The finished copy should match every record exactly and contain no pictures.

**Supplied material:**
- - - - -
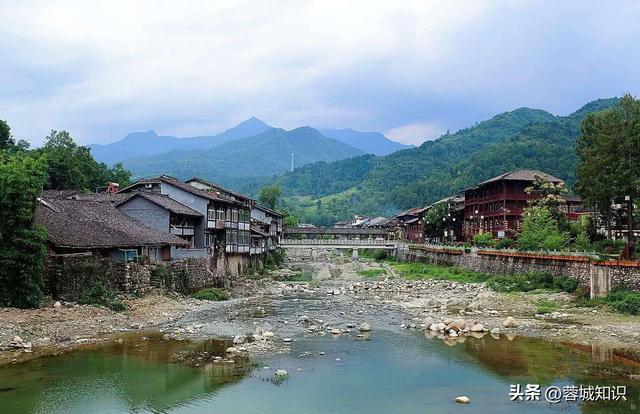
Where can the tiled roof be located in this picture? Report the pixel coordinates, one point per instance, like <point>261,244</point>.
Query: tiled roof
<point>86,224</point>
<point>219,187</point>
<point>165,202</point>
<point>523,175</point>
- - - - -
**Output below:**
Where can the tiled roof be located in this picture? Report the pixel coordinates, one point per instance, like <point>261,244</point>.
Query: tiled roof
<point>86,224</point>
<point>219,187</point>
<point>165,202</point>
<point>523,175</point>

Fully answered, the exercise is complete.